To do: Go through the listing below and reproduce it word for word.

##########

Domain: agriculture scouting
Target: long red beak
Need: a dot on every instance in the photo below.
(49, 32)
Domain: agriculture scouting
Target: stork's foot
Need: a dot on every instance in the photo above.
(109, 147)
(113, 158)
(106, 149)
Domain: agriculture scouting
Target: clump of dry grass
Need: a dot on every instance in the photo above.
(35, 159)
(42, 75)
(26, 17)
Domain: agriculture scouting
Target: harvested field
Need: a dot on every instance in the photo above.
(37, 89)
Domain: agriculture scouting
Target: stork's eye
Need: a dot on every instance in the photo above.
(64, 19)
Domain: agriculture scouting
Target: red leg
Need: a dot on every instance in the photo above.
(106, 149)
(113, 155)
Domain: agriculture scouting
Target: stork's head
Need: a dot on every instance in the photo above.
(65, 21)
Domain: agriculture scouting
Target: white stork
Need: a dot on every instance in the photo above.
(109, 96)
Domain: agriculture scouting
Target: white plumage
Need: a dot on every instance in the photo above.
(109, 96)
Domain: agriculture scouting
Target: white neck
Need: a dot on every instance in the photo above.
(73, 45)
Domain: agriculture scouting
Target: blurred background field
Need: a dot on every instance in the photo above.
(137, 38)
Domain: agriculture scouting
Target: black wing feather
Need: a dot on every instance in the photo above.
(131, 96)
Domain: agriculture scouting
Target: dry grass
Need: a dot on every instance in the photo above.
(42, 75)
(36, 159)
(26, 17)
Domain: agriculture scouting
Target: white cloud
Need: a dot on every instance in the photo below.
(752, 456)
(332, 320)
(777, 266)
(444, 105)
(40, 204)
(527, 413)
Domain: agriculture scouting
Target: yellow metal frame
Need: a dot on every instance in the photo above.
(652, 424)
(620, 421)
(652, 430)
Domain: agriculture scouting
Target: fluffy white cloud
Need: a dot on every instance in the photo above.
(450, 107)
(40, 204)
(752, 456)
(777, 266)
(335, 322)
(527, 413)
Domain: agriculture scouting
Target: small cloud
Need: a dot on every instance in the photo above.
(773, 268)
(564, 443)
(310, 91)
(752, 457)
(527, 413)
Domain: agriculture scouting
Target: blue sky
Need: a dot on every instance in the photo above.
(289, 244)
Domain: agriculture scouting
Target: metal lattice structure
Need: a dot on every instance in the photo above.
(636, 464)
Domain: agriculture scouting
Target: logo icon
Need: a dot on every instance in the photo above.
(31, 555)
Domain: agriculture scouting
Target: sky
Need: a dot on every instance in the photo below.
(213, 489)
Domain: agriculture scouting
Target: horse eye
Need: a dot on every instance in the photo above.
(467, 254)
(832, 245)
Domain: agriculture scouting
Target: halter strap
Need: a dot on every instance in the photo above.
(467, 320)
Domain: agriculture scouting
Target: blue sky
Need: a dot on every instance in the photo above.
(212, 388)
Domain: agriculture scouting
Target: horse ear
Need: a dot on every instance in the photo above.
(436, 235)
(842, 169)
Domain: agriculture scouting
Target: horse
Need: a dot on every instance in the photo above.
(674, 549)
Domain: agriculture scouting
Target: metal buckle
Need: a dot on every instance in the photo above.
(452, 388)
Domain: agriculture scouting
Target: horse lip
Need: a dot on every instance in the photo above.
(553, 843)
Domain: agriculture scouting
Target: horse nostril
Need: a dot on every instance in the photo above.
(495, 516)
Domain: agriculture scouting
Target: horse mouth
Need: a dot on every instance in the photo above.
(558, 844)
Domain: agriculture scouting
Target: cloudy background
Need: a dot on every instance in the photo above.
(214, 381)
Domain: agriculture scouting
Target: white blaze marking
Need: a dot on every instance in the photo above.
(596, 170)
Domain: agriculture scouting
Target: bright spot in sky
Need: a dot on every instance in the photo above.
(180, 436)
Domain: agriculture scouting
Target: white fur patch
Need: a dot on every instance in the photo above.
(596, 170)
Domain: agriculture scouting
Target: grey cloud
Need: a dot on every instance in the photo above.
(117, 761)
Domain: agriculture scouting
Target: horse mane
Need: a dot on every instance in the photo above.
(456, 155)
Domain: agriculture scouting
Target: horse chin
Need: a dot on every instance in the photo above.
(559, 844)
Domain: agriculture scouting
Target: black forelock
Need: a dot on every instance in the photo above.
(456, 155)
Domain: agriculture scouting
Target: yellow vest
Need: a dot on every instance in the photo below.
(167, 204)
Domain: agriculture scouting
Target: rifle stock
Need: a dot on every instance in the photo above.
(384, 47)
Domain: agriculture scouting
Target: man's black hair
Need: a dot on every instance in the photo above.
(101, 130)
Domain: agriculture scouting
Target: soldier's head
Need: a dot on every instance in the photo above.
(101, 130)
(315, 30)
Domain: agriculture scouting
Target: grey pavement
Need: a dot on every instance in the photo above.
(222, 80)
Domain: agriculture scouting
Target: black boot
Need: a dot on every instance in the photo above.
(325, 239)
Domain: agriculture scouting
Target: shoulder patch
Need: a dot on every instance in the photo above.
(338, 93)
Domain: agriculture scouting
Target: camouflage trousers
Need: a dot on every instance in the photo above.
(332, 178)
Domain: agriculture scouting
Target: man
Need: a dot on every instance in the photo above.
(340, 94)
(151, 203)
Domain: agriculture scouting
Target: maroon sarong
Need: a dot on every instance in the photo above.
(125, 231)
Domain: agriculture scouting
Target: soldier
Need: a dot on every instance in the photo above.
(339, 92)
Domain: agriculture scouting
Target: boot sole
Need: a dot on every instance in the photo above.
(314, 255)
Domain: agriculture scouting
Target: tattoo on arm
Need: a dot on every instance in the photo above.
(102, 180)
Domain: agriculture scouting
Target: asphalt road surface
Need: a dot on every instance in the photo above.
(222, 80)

##########

Exercise answer:
Domain: agriculture scouting
Target: long red beak
Need: a dot on every instance in the photo below.
(49, 32)
Domain: agriculture scouting
Target: stork's foot
Need: a dot on every instance in the photo above.
(109, 147)
(113, 158)
(106, 149)
Domain: agriculture scouting
Target: clump of dry grass
Need: a dot on every instance in the photo above.
(35, 159)
(42, 75)
(26, 17)
Domain: agriculture scouting
Target: harvested field
Need: a dot on every instance in the photo above.
(37, 89)
Domain: agriculture scouting
Target: stork's eye
Need: a dot on every instance in the photo above.
(64, 19)
Domain: agriculture scouting
Target: red leg
Need: a dot on every instance in the photo above.
(106, 149)
(113, 155)
Domain: agriculture scouting
Target: stork's head
Need: a dot on every instance in the photo above.
(65, 21)
Domain: agriculture scouting
Target: white stork
Need: a dot on every instance in the photo above.
(109, 96)
Domain: agriculture scouting
Target: white plumage
Need: a dot on every instance in the photo above.
(109, 96)
Domain: agriculture scouting
Target: white neck
Need: a dot on every instance in the photo above.
(73, 45)
Domain: agriculture scouting
Target: blurred background field
Need: a dot on every instance in the photo above.
(137, 38)
Domain: agriculture scouting
Target: black wing feather
Need: a dot on every instance in the photo above.
(131, 96)
Domain: agriculture scouting
Target: dry grass
Need: a dot on every instance in the photo above.
(42, 75)
(36, 159)
(26, 17)
Domain: agriculture scouting
Target: white cloud
Need: a dot on every instance in the photo below.
(752, 456)
(332, 320)
(777, 266)
(444, 105)
(40, 204)
(527, 413)
Domain: agriculture scouting
Target: yellow metal frame
Need: a dot on every instance in the photo above.
(652, 424)
(620, 421)
(652, 430)
Domain: agriculture scouting
Target: fluffy white cloud
Need: a dot on every instance in the photo above.
(450, 107)
(40, 204)
(752, 456)
(777, 266)
(335, 322)
(527, 413)
Domain: agriculture scouting
Target: small cloud
Need: a dot on every instance in the photo above.
(773, 268)
(564, 443)
(310, 91)
(752, 457)
(527, 413)
Domain: agriculture scouting
Target: blue sky
Need: a dot on every instance in the photo above.
(289, 244)
Domain: agriculture scouting
Target: metal lattice structure
Need: a dot on every instance in the photo above.
(636, 464)
Domain: agriculture scouting
Target: logo icon
Need: a dot on every instance in the photo above.
(31, 555)
Domain: agriculture scouting
Target: sky
Need: a dot on every instance in the photo below.
(213, 489)
Domain: agriculture scouting
Target: horse eye
Need: a dot on every instance in the photo above.
(467, 254)
(832, 245)
Domain: agriculture scouting
Target: halter strap
Need: a dot on every instance in the photo above.
(467, 320)
Domain: agriculture scouting
Target: blue sky
Need: a dot on every instance in the photo above.
(212, 388)
Domain: agriculture scouting
Target: horse ear
Need: a dot on every instance in the photo above.
(436, 235)
(842, 169)
Domain: agriculture scouting
Target: horse
Need: a dot on every instance in the photo above.
(674, 549)
Domain: agriculture scouting
Target: metal buckle
Need: a dot on every instance in the photo above.
(452, 388)
Domain: agriculture scouting
Target: horse lip
Need: a dot on every instance in the photo above.
(553, 843)
Domain: agriculture scouting
Target: horse nostril
Need: a dot on every instance in the photo above.
(495, 516)
Domain: agriculture scouting
Target: horse mouth
Need: a dot on every instance in the photo above.
(558, 844)
Domain: agriculture scouting
Target: cloudy background
Need: a dot on every instance in the photo above.
(214, 381)
Domain: agriculture scouting
Target: white blaze marking
Need: a dot on every instance in the photo above.
(596, 170)
Domain: agriculture scouting
Target: bright spot in sky
Need: a dot on every instance in the photo above.
(180, 436)
Domain: agriculture scouting
Target: white fur patch
Need: a dot on every instance in the photo above.
(596, 170)
Domain: agriculture scouting
Target: grey cloud
Need: a dot on every instance in the photo above.
(117, 761)
Domain: agriculture scouting
Target: horse mane
Need: a dot on every instance in the photo above.
(456, 155)
Domain: agriculture scouting
Target: horse chin
Need: a dot on every instance in the photo above.
(559, 844)
Domain: agriculture scouting
Target: black forelock
Need: a dot on every instance in the photo above.
(456, 155)
Domain: agriculture scouting
Target: yellow vest
Need: a dot on every instance in the photo below.
(167, 204)
Domain: agriculture scouting
Target: rifle stock
Need: a dot on every instance in the photo above.
(384, 47)
Domain: agriculture scouting
Target: man's black hair
Need: a dot on every instance in the photo above.
(101, 130)
Domain: agriculture scouting
Target: soldier's head
Need: a dot on every instance in the photo above.
(101, 130)
(315, 30)
Domain: agriculture scouting
Target: grey pavement
Need: a dot on every instance in the photo above.
(222, 80)
Domain: agriculture scouting
Target: black boot
Need: a dot on every instance in the photo above.
(325, 239)
Domain: agriculture scouting
Target: shoulder patch
Need: a dot on every instance in the photo above.
(338, 93)
Domain: agriculture scouting
Target: camouflage trousers
Need: a dot on every instance in the photo above.
(332, 178)
Domain: agriculture scouting
Target: man
Need: a dot on every instance in the photo above.
(340, 94)
(151, 203)
Domain: agriculture scouting
Target: maroon sarong
Need: a dot on every instance in the photo above.
(125, 231)
Domain: agriculture scouting
Target: soldier
Need: a dot on every instance in the photo above.
(339, 92)
Domain: agriculture scouting
Target: boot sole
Need: a dot on every instance in the photo above.
(314, 255)
Domain: agriculture scouting
Target: tattoo on arm
Need: a dot on every instance in the photo above.
(102, 180)
Domain: agriculture scouting
Target: asphalt road surface
Need: a dot on every instance in the photo above.
(222, 80)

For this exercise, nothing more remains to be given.